RECORD EXTRACTS.
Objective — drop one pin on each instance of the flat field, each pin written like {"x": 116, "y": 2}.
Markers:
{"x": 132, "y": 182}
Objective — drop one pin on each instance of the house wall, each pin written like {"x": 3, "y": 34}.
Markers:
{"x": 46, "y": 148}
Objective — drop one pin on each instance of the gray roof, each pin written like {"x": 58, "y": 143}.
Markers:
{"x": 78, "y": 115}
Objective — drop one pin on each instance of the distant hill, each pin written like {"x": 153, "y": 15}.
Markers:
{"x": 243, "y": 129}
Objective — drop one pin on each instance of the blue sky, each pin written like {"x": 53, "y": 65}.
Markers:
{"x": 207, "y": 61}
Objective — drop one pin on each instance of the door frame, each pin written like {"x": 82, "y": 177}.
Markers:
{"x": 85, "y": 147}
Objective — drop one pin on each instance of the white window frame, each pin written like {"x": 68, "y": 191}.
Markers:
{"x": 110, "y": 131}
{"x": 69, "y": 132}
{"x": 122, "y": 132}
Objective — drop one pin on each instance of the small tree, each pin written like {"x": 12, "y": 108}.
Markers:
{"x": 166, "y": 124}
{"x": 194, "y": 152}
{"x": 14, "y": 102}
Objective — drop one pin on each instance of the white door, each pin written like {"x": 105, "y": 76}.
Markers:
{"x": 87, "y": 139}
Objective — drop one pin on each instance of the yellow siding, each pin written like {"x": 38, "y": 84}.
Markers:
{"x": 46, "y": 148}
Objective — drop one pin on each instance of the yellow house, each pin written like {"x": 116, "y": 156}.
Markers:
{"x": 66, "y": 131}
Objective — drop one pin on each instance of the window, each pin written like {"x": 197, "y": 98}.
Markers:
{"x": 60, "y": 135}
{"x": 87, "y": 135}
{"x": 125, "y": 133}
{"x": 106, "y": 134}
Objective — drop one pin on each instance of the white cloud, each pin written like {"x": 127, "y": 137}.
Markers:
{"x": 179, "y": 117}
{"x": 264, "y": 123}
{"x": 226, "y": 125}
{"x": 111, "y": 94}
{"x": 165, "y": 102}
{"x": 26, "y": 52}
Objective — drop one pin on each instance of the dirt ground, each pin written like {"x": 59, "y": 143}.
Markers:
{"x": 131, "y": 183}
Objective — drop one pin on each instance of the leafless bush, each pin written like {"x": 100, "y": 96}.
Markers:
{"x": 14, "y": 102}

DIRECTIVE. Format the lines above as a two-column CSV with the header instruction,pins. Give one row per line, with the instruction text and its answer each in a double-quoted field and any line breaks turned into spaces.

REPLY.
instruction,pins
"Objective — drop one pin on each instance of the flat field, each pin written like {""x"": 116, ""y"": 2}. Markers:","{""x"": 132, ""y"": 182}"
"Objective — drop one pin on each instance of the house wall, each pin written like {""x"": 3, ""y"": 34}. Markers:","{""x"": 46, ""y"": 148}"
"Objective — drop one pin on each instance of the gray roof, each pin written like {""x"": 58, ""y"": 143}. Markers:","{""x"": 78, ""y"": 115}"
"Objective — drop one pin on each instance of the distant hill, each pin written like {""x"": 153, ""y"": 15}. Markers:","{""x"": 243, ""y"": 129}"
"Objective — drop one pin on each instance of the blue sky, each pin written like {""x"": 53, ""y"": 65}. Markers:","{""x"": 207, ""y"": 61}"
"Objective — drop one pin on each instance of the door frame, each pin written like {""x"": 82, ""y"": 177}. Markers:","{""x"": 85, ""y"": 147}"
"Objective — drop one pin on each instance of the white window frame, each pin written like {""x"": 68, ""y"": 191}. Markers:","{""x"": 110, ""y"": 131} {""x"": 69, ""y"": 132} {""x"": 122, ""y"": 132}"
"Objective — drop one pin on each instance of the small tree, each pin written like {""x"": 12, ""y"": 108}. Markers:","{""x"": 166, ""y"": 124} {""x"": 194, ""y"": 152} {""x"": 14, ""y"": 102}"
"Objective — drop one pin on each instance of the white door, each pin written like {""x"": 105, ""y"": 76}. Markers:","{""x"": 87, ""y"": 139}"
"Objective — drop one pin on each instance of the yellow siding, each pin written like {""x"": 38, ""y"": 84}. Markers:","{""x"": 46, ""y"": 148}"
"Objective — drop one pin on each instance of the yellow house, each pin written like {""x"": 116, ""y"": 156}. Markers:","{""x"": 66, ""y"": 131}"
"Objective — drop one pin on each instance of the window, each pin written like {""x"": 197, ""y"": 98}. Markers:","{""x"": 60, ""y"": 135} {""x"": 87, ""y"": 135} {""x"": 125, ""y"": 133} {""x"": 106, ""y"": 134}"
"Objective — drop one pin on each instance of the white cloud, each pin written like {""x"": 127, ""y"": 137}. Markers:","{""x"": 179, ""y"": 117} {""x"": 264, ""y"": 123} {""x"": 226, ""y"": 125} {""x"": 111, ""y"": 94} {""x"": 165, ""y"": 102} {""x"": 26, ""y"": 52}"
"Objective — drop one pin on each instance of the dirt ground, each pin written like {""x"": 59, ""y"": 143}. Markers:","{""x"": 131, ""y"": 183}"
"Objective — drop one pin on each instance of the leafless bush, each pin written like {""x"": 100, ""y"": 96}. Markers:","{""x"": 14, ""y"": 102}"